QUESTIONS ON THE MATERIAL -
A. List every person mentioned by name in the piece on the Rio Olympics.
B. Extend the piece on the Rio Olympics, picking up right after its last sentence.

GIVEN TEXT: Begin

Andrea Sutcliffe, Chief Inspector of Adult Social Care at the Care Quality Commission.
Rio has a special place in my heart; it was where our honeymoon started eight years ago. So it was wonderful to see it host the 2016 Olympic Games in all its dramatic glory.
And what a Games it was, especially for Team GB and our amazing athletes. The dedication necessary just to be there is awe-inspiring, whether they won or lost. But a plethora of fantastic individual and team performances, resilience under pressure and a fair amount of grit and determination took us to an astonishing second in the medal table.
A feature of the Olympic Games I love is we are exposed to sports that usually we know nothing about — how many of us became unexpected experts in the intricacies of Taekwondo for example?
Another joy is the wonder of seeing so much women’s sport on prime-time TV. From traditional TV schedules we would be forgiven for thinking that the only sports worth watching are played by men — a perception strengthened by, for example, crass comments like those from John Inverdale forgetting the achievements of women tennis players (credit to Andy Murray for his response though!).

GIVEN TEXT: End
DATA SECTION: Begin

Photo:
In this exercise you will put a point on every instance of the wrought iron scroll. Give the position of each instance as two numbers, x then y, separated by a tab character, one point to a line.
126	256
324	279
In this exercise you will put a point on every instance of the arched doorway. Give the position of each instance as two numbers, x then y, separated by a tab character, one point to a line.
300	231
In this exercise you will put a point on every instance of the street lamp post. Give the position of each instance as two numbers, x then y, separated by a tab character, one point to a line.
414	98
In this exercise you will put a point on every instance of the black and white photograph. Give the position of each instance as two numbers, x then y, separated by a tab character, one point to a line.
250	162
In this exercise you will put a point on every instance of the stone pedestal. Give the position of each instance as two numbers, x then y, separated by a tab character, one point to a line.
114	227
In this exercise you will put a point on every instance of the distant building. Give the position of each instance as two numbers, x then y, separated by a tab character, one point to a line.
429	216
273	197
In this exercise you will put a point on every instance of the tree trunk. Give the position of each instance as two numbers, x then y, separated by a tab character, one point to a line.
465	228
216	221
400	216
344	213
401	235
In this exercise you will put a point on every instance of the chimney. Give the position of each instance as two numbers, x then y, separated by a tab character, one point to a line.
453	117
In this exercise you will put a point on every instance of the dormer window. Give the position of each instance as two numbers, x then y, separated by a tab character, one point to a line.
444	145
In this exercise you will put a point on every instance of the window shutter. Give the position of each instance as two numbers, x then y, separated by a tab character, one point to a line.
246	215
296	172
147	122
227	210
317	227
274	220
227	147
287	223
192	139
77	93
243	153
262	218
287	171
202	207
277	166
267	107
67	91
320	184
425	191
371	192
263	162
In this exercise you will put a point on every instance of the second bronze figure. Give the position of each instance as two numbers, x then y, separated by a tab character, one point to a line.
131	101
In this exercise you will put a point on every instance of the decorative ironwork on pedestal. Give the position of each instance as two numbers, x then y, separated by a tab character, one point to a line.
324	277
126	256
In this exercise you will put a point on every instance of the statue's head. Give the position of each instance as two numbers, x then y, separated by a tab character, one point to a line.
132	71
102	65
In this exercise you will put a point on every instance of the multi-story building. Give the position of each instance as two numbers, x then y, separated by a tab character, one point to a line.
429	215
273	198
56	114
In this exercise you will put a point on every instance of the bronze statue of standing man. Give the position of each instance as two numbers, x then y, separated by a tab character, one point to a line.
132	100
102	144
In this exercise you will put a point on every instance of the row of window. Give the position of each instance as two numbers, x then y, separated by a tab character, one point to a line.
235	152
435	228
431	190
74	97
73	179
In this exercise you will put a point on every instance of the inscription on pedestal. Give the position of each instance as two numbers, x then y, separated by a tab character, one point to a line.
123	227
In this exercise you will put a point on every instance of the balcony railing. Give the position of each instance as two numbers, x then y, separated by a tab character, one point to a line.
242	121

DATA SECTION: End

EXERCISE ANSWERS -
A. Andrea Sutcliffe, John Inverdale, Andy Murray

B.
But those perceptions were blown away by a regular stream of incredible endeavour from woman after woman — including Nicola Adams, Jessica Ennis Hill, Katarina Johnson-Thompson, Jade Jones, Simone Biles, Laura Trott, the entire British women’s hockey team and so many more.
It sometimes feels in the adult social care sector that we are a bit like women’s sport overshadowed by the men or, in our case, the health service, which itself is dominated by the caring equivalent of Premier League Football, acute hospitals. Those of us who work in adult social care or who depend upon its services to meet our needs or those of our loved ones know just how important it is. But in the clamour of the debate around the NHS, social care rarely receives the attention it deserves. Or if it does, it’s that obvious afterthought of “and care” in the odd sentence when the rest of the conversation or document is resolutely focused on the language of clinical outcomes, patients and clinicians.
This lack of profile and diminution of status worried the participants at the quality round table held last week at Skills for Care. There was ready acceptance of the collective responsibility for quality by staff, providers, commissioners and national bodies there on the day. We all recognised that listening to and acting upon the voice of people using services, their families and carers was critical and that we still had a lot to do to ensure public confidence in the services on offer.
There were many thoughtful contributions about the principles a quality strategy should include, not least from our opening speaker, Clenton Farquhason who described his lived experience of poor-quality care and the impact it had on him. Helpfully Clenton’s speech is now on the Independent Age website as a blog which you can read here.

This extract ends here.